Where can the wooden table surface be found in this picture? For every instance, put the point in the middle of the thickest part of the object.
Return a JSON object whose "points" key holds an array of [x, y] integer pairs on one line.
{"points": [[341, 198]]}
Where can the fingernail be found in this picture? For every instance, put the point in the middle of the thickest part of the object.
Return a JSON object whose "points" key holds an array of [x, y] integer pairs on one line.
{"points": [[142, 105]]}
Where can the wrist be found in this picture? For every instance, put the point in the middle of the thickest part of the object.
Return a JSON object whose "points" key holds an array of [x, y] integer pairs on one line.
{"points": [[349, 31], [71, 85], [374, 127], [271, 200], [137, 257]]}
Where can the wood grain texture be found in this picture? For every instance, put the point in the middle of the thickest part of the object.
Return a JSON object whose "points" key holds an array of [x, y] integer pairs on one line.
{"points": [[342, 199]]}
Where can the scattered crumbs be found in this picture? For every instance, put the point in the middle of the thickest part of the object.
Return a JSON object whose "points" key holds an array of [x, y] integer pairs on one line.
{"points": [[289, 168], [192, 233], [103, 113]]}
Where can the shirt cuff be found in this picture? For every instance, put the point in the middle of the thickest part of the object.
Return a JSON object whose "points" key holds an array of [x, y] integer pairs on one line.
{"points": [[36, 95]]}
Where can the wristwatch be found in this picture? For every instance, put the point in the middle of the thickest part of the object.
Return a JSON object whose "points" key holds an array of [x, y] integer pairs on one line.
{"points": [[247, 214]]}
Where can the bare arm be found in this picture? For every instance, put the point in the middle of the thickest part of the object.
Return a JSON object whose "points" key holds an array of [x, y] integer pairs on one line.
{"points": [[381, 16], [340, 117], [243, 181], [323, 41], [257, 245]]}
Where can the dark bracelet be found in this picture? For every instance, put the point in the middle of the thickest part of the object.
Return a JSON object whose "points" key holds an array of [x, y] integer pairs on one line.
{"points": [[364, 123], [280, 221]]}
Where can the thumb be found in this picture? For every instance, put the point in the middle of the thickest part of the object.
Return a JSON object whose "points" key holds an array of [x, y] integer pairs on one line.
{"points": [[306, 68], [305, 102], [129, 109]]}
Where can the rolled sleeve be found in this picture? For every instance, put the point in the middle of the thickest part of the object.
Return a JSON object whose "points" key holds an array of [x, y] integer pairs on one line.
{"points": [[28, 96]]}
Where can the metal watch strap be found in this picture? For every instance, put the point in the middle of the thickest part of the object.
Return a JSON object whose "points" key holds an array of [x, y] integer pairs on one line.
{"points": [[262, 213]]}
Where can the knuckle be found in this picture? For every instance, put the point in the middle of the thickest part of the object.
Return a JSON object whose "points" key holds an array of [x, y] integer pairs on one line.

□ □ □ □ □

* **Required work**:
Rewrite the listing from the line with "Where can the bare" through its final line, requests included, and add 5 to every coordinate in the answers.

* **Response**:
Where can the bare arm be found in this picture? For every instance, put the point in the middle of the thickest part of the object.
Return a JSON object whose "points" key holds an array of [x, y] integer pairs on one line.
{"points": [[386, 21], [345, 122], [248, 186], [328, 46], [262, 250]]}
Where can the dark bracelet be found in this picture? For every instance, put the point in the middle of the thickest part of the object.
Return a JSON object whose "points" key holds an array of [x, y] integer pairs on one line.
{"points": [[369, 128], [285, 226]]}
Where can the thumb be found in this picture? For every instance, put the point in the middle of the thickest part of the object.
Return a JSON object whose "points" key holds an array of [x, y] integer pairs on one line.
{"points": [[311, 73], [310, 107], [134, 114]]}
Where can the rolled sleeve be found in this picture? For every instance, put the point in the middle of the thickest part of the object.
Return a JSON object whose "points" key holds an array of [x, y] integer pairs on one line.
{"points": [[33, 101]]}
Where can the metal watch strap be found in this picture? For every instance, put the point in the middle of the thickest part of the object.
Return a JSON object whose "points" key holds an array of [x, y] integer pairs on one line.
{"points": [[267, 218]]}
Where can the knuckle be found in this picture? For every instance, put the point in the middle of the thickest part of the object.
Return a JSON object whose "points" key holds an array of [x, y] integer pairs on one line.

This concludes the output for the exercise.